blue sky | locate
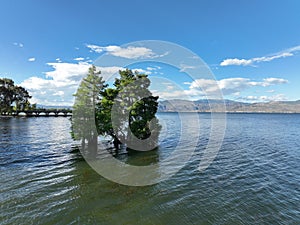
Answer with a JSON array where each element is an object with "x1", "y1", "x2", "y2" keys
[{"x1": 0, "y1": 0, "x2": 300, "y2": 105}]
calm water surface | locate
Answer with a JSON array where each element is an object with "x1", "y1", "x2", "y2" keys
[{"x1": 0, "y1": 113, "x2": 300, "y2": 225}]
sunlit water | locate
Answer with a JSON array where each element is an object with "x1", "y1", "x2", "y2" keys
[{"x1": 0, "y1": 113, "x2": 300, "y2": 225}]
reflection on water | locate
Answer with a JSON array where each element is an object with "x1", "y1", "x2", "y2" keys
[{"x1": 0, "y1": 113, "x2": 300, "y2": 224}]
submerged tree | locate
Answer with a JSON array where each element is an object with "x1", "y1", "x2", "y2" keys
[
  {"x1": 0, "y1": 78, "x2": 31, "y2": 114},
  {"x1": 72, "y1": 66, "x2": 160, "y2": 151},
  {"x1": 96, "y1": 69, "x2": 160, "y2": 148},
  {"x1": 72, "y1": 66, "x2": 106, "y2": 147}
]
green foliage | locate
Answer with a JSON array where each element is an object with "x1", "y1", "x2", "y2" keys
[
  {"x1": 72, "y1": 66, "x2": 160, "y2": 150},
  {"x1": 72, "y1": 66, "x2": 106, "y2": 148},
  {"x1": 0, "y1": 78, "x2": 31, "y2": 114}
]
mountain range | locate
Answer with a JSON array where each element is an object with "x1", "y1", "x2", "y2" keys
[{"x1": 158, "y1": 99, "x2": 300, "y2": 113}]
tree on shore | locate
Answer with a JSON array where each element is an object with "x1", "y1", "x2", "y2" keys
[
  {"x1": 72, "y1": 66, "x2": 106, "y2": 148},
  {"x1": 72, "y1": 66, "x2": 160, "y2": 151},
  {"x1": 0, "y1": 78, "x2": 31, "y2": 115}
]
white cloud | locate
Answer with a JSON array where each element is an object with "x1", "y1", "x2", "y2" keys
[
  {"x1": 220, "y1": 45, "x2": 300, "y2": 66},
  {"x1": 86, "y1": 44, "x2": 168, "y2": 59},
  {"x1": 156, "y1": 78, "x2": 288, "y2": 99},
  {"x1": 20, "y1": 62, "x2": 122, "y2": 106},
  {"x1": 179, "y1": 64, "x2": 196, "y2": 72},
  {"x1": 13, "y1": 42, "x2": 24, "y2": 48},
  {"x1": 74, "y1": 57, "x2": 84, "y2": 61}
]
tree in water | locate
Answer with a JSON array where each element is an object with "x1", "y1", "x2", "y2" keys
[
  {"x1": 72, "y1": 66, "x2": 161, "y2": 152},
  {"x1": 0, "y1": 78, "x2": 31, "y2": 115},
  {"x1": 96, "y1": 69, "x2": 161, "y2": 148},
  {"x1": 72, "y1": 66, "x2": 106, "y2": 148}
]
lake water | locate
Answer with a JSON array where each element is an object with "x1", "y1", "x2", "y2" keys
[{"x1": 0, "y1": 113, "x2": 300, "y2": 225}]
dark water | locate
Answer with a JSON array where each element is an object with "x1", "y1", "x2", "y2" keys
[{"x1": 0, "y1": 114, "x2": 300, "y2": 224}]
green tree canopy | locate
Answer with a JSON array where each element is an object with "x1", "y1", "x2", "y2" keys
[
  {"x1": 0, "y1": 78, "x2": 31, "y2": 115},
  {"x1": 72, "y1": 66, "x2": 161, "y2": 151}
]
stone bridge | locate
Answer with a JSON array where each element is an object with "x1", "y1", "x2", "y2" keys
[{"x1": 12, "y1": 109, "x2": 72, "y2": 117}]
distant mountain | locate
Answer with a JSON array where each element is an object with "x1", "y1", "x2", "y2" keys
[
  {"x1": 158, "y1": 99, "x2": 300, "y2": 113},
  {"x1": 36, "y1": 104, "x2": 72, "y2": 109}
]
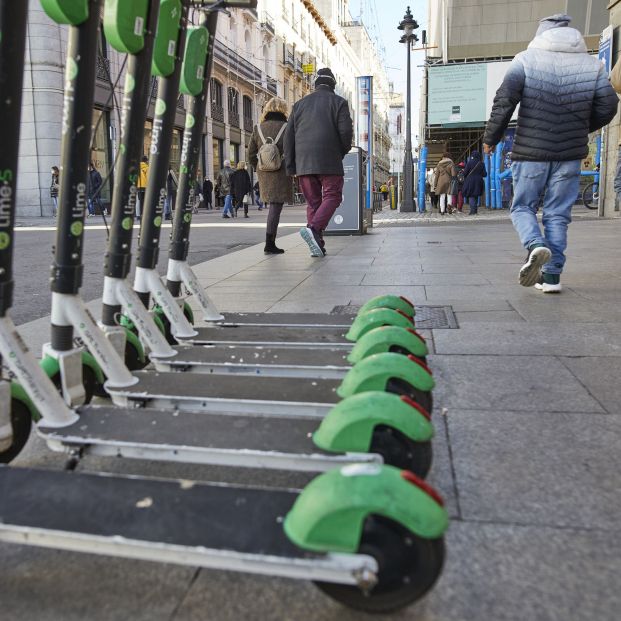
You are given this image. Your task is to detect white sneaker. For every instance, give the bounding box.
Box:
[535,282,563,293]
[519,246,552,287]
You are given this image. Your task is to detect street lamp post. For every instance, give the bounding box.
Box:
[398,7,418,211]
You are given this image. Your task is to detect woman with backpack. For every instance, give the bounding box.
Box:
[248,97,293,254]
[462,151,487,216]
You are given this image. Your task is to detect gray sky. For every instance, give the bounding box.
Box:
[349,0,427,145]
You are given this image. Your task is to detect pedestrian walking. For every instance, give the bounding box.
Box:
[136,155,149,220]
[461,151,487,216]
[484,13,618,293]
[284,69,353,257]
[217,160,235,218]
[164,166,179,220]
[457,162,466,213]
[433,151,457,215]
[231,161,252,218]
[252,181,264,211]
[248,97,293,254]
[50,166,60,217]
[86,162,103,218]
[203,177,213,210]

• _Direction_
Repeat exactly, and only, the lines from the line with "You are given this image. Your task is to detect gray" through the end of the listing above, both ends included.

• _Reply to the exercise_
You are given this image. Your task is to detect gray sky. For every instance, give the bounding box.
Box:
[349,0,427,145]
You are given this image. Your task is to detect pedestrian walking. For every instance, give the bounding box.
Box:
[136,155,149,220]
[461,151,487,216]
[484,13,618,293]
[284,69,353,257]
[217,160,235,218]
[164,166,179,220]
[457,162,466,213]
[433,151,457,215]
[231,161,252,218]
[252,181,264,211]
[248,97,293,254]
[50,166,60,217]
[86,162,103,218]
[203,177,213,210]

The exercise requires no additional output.